== EXCERPTED PASSAGE ==
####

The future of religions
Posted by Sen on January 5, 2009
One of the friends asked:
What is the ideal future envisioned in Baha’i religion? Is it a global order in which the world is composed of many diverse religions, each tolerant of one another, and the Baha’i just one amongst many? Or would the Baha’i be the organizing principle?
I think it is both a pluralist world of diverse religions tolerant of one another and working together, and one new world religious order, whose organising principle is one that is given in the Bahai Scriptures. Tolerance and cooperation between religions is new (although not entirely unknown in history), and it is a Bahai principle, but it is not a monopoly of the Bahais. It’s something the world must learn.
Religious diversity is here to stay. This would not have been obvious to the early American Bahais. America’s domination by Christianity, and its history of revivalism, made it plausible for them to think of everyone converting to the Bahai Faith in a world religious revival. Their concept of progressive revelation was that the Great Magician waves His wand, the old religions vanish in a puff of smoke, and when it clears, the Bahai Faith remains.
We cannot imagine that today. Geographic mobility and the increasing trend for people to leave and join religions of choice mean that every society on earth will, in the near future, become religiously diverse (most already are), and they will stay that way. So long as there is freedom of religion, and free investigation of truth, religious uniformity is simply impossible. Since both of these are Bahai teachings, a religiously uniform world could not be Bahai, and a Bahai world could not be religiously uniform.
Permanent religious pluralism is an obvious fact we can see in the world. How does this relate to the Bahai teaching of progressive revelation?
The Bahai Faith does have a fuller measure of revelation, but that does not mean other religions are simply switched off from the ‘voltage’ of the Holy Spirit. God’s way has been to work through successive revelations at long intervals, but also to keep inspiring and transforming previous religions for thousands of years. Baha’u’llah for instance lived in a world in which Christians, Jews and Zoroastrians were part of the religious scene, so he must have known that the life of a religion does not end quickly when a new religion comes. Rather, the new religion transforms the world, and the old religions are transformed, but not obliterated. Not for thousands of years. Abdu’l-Baha says:
… the breezes of Christ are still blowing; His light is still shining; His melody is still resounding; His standard is still waving; His armies are still fighting; His heavenly voice is still sweetly melodious; His clouds are still showering gems; His lightning is still flashing; His reflection is still clear and brilliant; His splendor is still radiating and luminous; and it is the same with those souls who are under His protection and are shining with His light.
(Some Answered Questions, 152)
and in another place:
“… the body of Christ was crucified and vanished, but the Spirit of Christ is always pouring upon the contingent world, and is manifest before the insight of the people of assurance. (Tablets of Abdu’l-Baha v1, p. 193)
Not only do the past religions still have their share of the Spirit, their institutions still have a future, although they like all other social institutions have to adapt to a globalising world and a postmodern society. Shoghi Effendi writes:
Such institutions as have strayed far from the spirit and teachings of Jesus Christ must of necessity, as the embryonic World Order of Baha’u’llah takes shape and unfolds, recede into the background, and make way for the progress of the divinely-ordained institutions that stand inextricably interwoven with His teachings. The indwelling Spirit of God which, in the Apostolic Age of the Church, animated its members, the pristine purity of its teachings, the primitive brilliancy of its light, will, no doubt, be reborn and revived as the inevitable consequences of this redefinition of its fundamental verities, and the clarification of its original purpose.

####

== DIRECTIVE A ==
Decide whether each statement below agrees with the post on the future of religions. Answer yes or no for each, and quote the words of the post that decide it.
(i) Tolerance and cooperation between religions are a monopoly of the Bahais.
(ii) Religious diversity is here to stay.
(iii) Religious diversity would have been obvious to the early American Bahais.

####

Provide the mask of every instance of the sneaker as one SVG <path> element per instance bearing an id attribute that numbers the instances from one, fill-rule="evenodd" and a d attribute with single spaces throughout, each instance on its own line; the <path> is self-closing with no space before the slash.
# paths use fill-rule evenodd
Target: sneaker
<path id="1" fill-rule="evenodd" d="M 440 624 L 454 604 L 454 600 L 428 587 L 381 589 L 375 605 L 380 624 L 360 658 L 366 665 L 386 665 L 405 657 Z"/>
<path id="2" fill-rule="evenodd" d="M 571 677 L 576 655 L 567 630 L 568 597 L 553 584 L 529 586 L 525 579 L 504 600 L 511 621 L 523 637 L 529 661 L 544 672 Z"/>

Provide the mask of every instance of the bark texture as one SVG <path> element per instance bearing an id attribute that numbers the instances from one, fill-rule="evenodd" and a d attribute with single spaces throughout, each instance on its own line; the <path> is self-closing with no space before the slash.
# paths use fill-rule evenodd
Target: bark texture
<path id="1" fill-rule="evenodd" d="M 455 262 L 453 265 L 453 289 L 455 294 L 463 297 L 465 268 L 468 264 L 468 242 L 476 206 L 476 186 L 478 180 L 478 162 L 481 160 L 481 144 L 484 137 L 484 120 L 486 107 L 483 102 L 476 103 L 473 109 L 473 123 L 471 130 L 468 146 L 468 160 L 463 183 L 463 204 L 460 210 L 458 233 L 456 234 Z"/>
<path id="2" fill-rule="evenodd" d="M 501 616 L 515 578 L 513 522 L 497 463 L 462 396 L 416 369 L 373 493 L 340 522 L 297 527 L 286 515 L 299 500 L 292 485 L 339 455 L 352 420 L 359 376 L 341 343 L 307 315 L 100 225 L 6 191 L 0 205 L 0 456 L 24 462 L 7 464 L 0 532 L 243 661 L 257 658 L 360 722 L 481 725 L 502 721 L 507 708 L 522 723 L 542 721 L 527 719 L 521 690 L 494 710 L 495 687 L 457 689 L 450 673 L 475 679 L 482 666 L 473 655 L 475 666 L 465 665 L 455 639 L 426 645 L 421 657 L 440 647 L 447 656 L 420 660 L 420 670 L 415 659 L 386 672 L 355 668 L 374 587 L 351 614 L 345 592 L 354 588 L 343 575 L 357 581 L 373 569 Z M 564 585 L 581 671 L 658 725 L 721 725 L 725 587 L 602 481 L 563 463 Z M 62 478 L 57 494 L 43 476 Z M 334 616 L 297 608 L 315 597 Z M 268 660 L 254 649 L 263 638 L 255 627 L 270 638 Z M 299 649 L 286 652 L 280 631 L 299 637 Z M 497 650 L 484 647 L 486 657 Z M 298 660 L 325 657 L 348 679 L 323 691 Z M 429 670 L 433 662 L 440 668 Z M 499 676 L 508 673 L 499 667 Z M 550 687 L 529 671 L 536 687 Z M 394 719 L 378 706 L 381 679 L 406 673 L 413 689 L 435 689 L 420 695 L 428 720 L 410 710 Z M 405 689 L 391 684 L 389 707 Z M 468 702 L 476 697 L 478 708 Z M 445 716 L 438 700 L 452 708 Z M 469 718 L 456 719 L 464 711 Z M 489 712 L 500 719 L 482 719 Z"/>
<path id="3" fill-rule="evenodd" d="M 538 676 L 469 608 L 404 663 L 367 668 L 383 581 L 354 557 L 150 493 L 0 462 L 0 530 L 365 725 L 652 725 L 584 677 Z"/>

####

== DIRECTIVE B ==
Find each line of the records that contains the string "Target", with case counting, and copy those lines.

== EXPECTED ANSWER A ==
(i) No: "but it is not a monopoly of the Bahais."
(ii) Yes: "Religious diversity is here to stay."
(iii) No: "This would not have been obvious to the early American Bahais."

== EXPECTED ANSWER B ==
Target: sneaker
Target: bark texture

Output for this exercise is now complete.